§ **Your goal**
Extract every line in the entries below that contains the word "needle".

§ **Dataset**

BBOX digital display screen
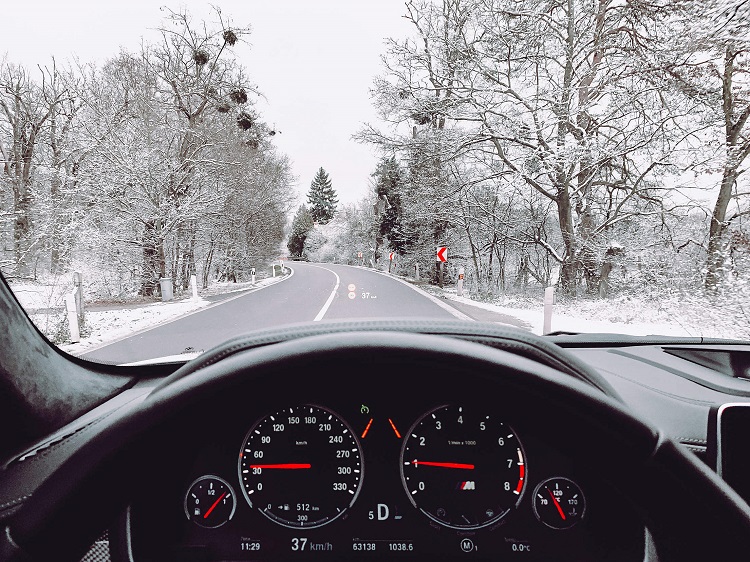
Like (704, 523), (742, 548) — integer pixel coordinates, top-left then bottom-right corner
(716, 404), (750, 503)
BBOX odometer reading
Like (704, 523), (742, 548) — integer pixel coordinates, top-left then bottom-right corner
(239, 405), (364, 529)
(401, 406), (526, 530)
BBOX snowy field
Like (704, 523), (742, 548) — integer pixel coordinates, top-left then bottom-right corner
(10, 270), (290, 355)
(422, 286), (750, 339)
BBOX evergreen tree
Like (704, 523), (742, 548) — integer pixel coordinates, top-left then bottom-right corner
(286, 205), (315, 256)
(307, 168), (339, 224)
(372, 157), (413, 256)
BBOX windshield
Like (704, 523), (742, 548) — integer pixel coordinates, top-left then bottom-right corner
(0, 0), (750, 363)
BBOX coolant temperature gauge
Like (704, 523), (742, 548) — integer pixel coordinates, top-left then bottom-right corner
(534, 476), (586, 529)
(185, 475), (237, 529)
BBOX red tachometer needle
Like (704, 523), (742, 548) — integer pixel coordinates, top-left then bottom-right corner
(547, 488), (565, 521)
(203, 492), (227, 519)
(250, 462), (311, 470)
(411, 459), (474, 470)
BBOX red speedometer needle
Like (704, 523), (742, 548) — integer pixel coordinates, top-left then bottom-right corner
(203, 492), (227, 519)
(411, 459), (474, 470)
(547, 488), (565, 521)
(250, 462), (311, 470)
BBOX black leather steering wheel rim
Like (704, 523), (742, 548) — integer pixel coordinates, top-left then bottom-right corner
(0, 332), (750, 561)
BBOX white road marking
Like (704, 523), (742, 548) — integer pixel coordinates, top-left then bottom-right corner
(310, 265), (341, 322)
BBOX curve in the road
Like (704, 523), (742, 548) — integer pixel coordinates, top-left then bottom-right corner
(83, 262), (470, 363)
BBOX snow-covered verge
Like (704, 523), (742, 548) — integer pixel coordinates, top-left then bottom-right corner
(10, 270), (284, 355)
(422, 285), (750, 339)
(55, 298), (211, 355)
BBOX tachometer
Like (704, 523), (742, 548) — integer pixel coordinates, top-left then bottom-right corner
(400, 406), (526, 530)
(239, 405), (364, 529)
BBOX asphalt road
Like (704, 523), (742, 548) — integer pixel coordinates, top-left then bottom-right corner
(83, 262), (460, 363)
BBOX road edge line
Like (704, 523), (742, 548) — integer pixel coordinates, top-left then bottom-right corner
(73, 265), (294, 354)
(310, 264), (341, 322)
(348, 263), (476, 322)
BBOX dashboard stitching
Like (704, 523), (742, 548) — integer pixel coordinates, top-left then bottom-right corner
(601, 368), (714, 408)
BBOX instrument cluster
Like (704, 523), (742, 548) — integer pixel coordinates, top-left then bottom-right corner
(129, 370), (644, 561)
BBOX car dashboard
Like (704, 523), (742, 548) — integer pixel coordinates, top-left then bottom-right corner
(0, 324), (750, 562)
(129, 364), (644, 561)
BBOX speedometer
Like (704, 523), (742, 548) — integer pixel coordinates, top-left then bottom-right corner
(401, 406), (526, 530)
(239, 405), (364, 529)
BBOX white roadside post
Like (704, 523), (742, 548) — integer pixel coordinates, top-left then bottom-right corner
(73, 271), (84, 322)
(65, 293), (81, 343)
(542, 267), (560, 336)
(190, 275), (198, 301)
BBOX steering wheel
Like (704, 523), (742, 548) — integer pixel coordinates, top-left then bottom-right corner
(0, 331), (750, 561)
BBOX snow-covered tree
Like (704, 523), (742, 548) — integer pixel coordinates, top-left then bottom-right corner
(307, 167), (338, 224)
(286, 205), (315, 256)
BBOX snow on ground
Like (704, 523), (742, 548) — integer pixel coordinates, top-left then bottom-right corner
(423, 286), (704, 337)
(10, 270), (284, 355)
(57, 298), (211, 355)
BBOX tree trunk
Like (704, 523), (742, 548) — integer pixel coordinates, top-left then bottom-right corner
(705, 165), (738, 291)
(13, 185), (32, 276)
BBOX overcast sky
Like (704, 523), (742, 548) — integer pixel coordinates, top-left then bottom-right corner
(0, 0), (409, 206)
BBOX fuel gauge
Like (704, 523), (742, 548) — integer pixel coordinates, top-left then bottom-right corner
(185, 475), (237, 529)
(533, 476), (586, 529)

§ **Response to this exercise**
BBOX red tachometer needle
BBOX red speedometer needle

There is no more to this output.